(Beginning of Data extracts)

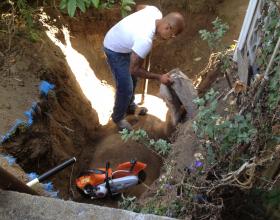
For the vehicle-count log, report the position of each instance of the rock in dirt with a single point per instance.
(180, 94)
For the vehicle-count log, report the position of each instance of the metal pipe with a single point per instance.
(51, 172)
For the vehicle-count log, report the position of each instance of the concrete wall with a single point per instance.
(19, 206)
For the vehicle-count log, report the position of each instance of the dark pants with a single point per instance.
(125, 83)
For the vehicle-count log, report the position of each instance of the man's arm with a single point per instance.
(136, 69)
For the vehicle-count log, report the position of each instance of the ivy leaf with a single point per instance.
(63, 4)
(71, 7)
(81, 5)
(95, 3)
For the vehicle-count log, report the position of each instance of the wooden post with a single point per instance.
(147, 66)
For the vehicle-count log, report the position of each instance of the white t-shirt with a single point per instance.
(134, 33)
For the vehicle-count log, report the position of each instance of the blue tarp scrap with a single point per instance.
(12, 131)
(48, 187)
(32, 176)
(10, 159)
(29, 114)
(45, 87)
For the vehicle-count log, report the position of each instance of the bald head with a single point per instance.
(170, 26)
(176, 21)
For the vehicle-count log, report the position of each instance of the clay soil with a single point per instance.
(65, 124)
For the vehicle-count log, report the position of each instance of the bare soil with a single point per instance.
(65, 123)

(End of Data extracts)

Work instruction
Would you write out an exact copy of the entries above, with no images?

Solution to this task
For the vehicle-count log, report the position of each instance of the rock in dirt with a single point per instance.
(180, 94)
For the vehicle-count log, report the position of each instance of the metal pipe with a single point per instance.
(51, 172)
For the vehicle-count log, report the position of each instance of the concrete wall with a single point per instance.
(19, 206)
For the vehicle-count log, report the position of each instance of the dark pants with a single point per instance.
(125, 83)
For the vehicle-count log, report the position of each instance of the man's arm with a single point per instance.
(136, 69)
For the vehicle-count log, report the position of each instance of the ivy leaf with a single point per instance.
(63, 4)
(71, 7)
(81, 5)
(95, 3)
For the vehicle-count log, report the position of each instance of the wooden post with a single point per instance.
(147, 66)
For the vehicle-count log, report the position of each instance of the white t-shirt with a single point per instance.
(134, 33)
For the vehicle-count log, report the position of each instance of the blue tarp scrap with a single point per instance.
(12, 131)
(48, 187)
(32, 176)
(10, 159)
(29, 114)
(45, 87)
For the vehicle-count log, report the position of each instance of the bald head with a single point per instance.
(170, 26)
(176, 21)
For the vehicle-count log, report the position of each instance of the clay soil with a single point per instance.
(65, 124)
For the vehicle-count log, report the position of each instance of the bare soil with a single point per instance.
(65, 123)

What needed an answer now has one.